- [Consignes] Recopiez le texte sur la déflation en commençant par « Non seulement la » et en allant jusqu'à « entreprises. ». Renommez « ménages » en « foyers ».

- [Texte fourni]
Non seulement la baisse des prix alimente la consommation, mais les
économies réalisées par les consommateurs d'une
année sur l'autre permettent à de nouveaux produits toujours
plus innovants de trouver une place dans le budget des ménages ou des
entreprises.
Au contraire,
lorsque le prix d'un article tend à augmenter trop fortement, comme
l'essence, on assiste à une baisse de sa consommation globale, au
point que l'état ne se mette à craindre pour les recettes
fiscales qui s'y rattachent... Alors, vaut il mieux que les prix montent ou
qu'ils baissent pour stimuler la consommation ?
Déflation
et destruction créatrice
Il est souvent
affirmé que la déflation pousserait des entreprises trop
endettées à la faillite, la contraction de leurs chiffres
d'affaires, et plus encore de leurs valeurs ajoutées, ne
permettant pas de payer leurs dettes, et des salaires peu ou pas
ajustés à la baisse. Mais faut il en blâmer la
déflation, ou le recours excessif au crédit, encouragé
par la fiscalité des entreprises ? De même, l'existence d'un
SMIC élevé très difficile à indexer à la
baisse, politiquement parlant, entrainerait un surcroît de
chômage en cas de déflation. Vrai, mais là encore, est-ce
la déflation le problème, ou la rigidité du SMIC ?

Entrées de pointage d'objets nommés
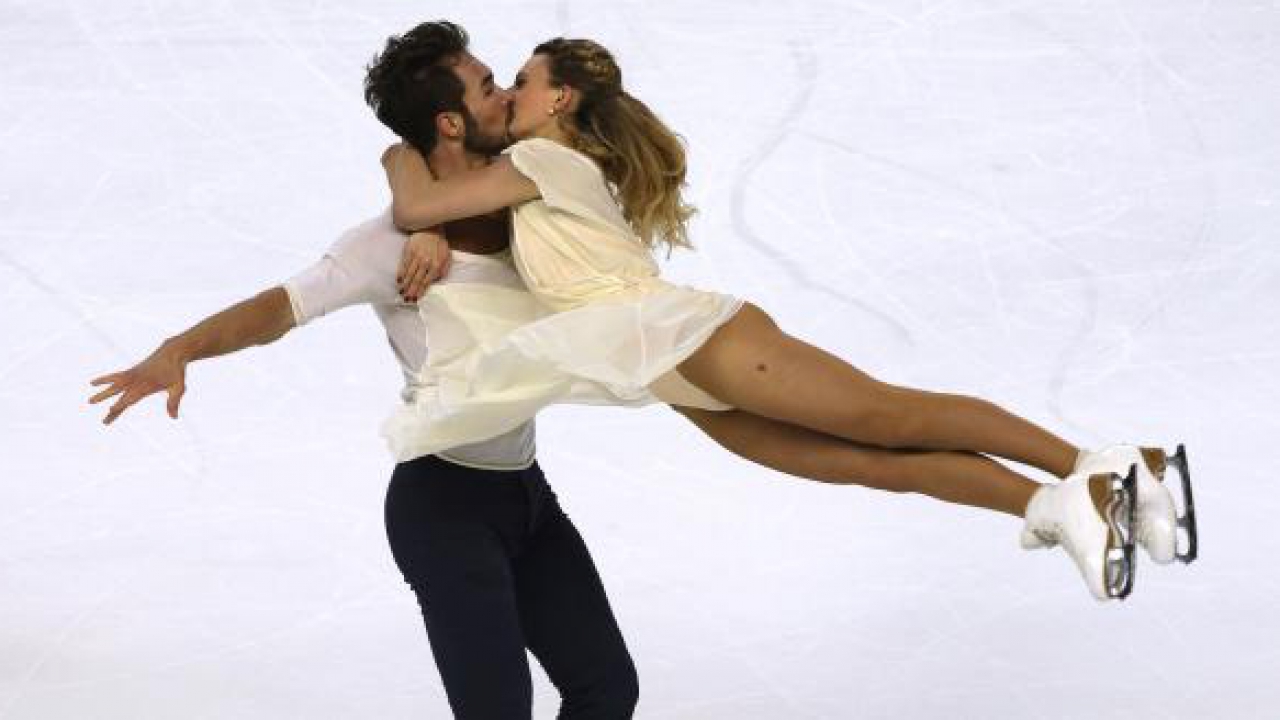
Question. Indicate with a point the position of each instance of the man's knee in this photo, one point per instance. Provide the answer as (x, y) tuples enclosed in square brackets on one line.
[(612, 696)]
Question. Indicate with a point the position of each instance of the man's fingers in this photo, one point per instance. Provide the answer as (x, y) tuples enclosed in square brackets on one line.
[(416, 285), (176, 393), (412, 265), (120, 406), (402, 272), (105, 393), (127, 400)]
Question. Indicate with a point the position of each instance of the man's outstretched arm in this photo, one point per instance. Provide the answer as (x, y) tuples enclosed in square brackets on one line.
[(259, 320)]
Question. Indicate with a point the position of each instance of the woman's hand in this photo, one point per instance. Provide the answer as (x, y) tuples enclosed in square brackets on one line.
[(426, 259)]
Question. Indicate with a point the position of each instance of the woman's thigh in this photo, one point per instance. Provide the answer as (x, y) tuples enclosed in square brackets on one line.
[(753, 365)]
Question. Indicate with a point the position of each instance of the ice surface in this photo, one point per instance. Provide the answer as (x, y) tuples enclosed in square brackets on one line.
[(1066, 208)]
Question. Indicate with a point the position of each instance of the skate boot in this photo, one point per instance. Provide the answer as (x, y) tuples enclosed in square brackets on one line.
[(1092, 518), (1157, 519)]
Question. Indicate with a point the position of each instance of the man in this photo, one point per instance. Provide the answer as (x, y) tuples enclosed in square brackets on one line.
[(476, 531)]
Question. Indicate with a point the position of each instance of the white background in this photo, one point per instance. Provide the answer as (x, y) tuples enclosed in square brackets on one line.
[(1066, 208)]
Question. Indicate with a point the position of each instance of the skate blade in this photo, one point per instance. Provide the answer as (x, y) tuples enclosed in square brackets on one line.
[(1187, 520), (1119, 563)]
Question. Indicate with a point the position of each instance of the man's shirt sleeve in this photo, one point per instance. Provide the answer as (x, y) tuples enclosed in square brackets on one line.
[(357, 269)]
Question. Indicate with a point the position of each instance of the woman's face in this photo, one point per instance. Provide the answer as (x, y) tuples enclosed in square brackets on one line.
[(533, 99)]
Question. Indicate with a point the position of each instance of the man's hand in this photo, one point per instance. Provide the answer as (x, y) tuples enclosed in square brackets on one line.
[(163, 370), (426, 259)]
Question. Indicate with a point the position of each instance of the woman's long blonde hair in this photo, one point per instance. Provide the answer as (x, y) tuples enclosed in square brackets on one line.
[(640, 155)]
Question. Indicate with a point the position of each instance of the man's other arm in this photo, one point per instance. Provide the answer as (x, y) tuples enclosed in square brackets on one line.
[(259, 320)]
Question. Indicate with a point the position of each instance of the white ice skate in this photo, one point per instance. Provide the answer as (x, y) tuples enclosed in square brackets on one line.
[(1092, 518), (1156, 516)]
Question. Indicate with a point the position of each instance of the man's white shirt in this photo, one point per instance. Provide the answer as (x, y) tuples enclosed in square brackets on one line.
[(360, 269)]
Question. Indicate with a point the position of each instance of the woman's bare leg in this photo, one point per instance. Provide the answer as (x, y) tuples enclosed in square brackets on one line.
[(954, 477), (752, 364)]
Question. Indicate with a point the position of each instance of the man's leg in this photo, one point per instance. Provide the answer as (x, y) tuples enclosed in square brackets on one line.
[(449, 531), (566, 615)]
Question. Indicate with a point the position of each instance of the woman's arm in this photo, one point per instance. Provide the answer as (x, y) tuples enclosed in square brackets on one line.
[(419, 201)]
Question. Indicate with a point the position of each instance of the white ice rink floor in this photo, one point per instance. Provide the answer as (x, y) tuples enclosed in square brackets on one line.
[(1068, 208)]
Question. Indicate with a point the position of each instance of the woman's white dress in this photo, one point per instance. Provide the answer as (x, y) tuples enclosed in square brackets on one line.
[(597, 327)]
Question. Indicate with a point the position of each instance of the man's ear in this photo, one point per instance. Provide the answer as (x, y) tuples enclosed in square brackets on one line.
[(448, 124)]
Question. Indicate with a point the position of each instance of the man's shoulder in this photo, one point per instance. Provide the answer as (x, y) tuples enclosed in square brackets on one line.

* * *

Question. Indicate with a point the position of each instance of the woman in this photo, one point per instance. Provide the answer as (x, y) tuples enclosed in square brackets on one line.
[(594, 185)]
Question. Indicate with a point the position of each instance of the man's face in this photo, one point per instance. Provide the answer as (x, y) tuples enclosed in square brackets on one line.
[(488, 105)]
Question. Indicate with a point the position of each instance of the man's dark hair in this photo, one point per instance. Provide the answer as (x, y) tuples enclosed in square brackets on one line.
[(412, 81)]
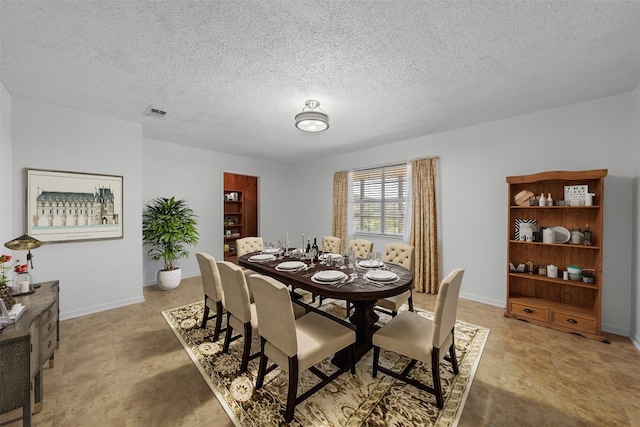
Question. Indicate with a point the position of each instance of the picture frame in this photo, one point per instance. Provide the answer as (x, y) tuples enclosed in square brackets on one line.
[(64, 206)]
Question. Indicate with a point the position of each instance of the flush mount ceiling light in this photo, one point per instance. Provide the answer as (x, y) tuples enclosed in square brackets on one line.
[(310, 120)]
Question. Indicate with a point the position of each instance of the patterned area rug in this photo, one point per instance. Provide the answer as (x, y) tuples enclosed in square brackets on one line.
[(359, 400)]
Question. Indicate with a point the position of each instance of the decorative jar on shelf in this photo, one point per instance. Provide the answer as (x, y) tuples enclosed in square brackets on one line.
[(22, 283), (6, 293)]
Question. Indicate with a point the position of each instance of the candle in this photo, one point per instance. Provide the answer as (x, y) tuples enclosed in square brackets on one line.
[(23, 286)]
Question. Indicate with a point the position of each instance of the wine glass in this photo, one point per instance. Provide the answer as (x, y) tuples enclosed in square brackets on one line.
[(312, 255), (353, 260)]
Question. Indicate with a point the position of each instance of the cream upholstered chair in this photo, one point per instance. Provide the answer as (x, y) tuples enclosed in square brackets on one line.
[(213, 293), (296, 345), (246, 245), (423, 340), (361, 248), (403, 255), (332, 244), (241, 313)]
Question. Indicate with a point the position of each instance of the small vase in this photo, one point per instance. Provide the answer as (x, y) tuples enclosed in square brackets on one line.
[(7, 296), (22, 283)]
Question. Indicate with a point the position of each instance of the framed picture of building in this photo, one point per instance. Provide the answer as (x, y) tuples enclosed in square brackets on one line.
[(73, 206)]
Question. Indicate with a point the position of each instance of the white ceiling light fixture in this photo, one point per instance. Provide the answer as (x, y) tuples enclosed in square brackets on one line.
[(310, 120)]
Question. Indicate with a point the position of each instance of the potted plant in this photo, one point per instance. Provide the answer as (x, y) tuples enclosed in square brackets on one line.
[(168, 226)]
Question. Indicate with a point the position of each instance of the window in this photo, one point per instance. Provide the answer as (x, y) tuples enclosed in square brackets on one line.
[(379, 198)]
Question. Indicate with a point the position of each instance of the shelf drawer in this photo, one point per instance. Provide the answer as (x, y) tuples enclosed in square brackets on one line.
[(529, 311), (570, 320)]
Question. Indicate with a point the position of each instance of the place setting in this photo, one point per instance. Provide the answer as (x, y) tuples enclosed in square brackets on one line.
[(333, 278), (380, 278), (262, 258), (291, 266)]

- [Réponse complète]
Non seulement la baisse des prix alimente la consommation, mais les
économies réalisées par les consommateurs d'une
année sur l'autre permettent à de nouveaux produits toujours
plus innovants de trouver une place dans le budget des foyers ou des
entreprises.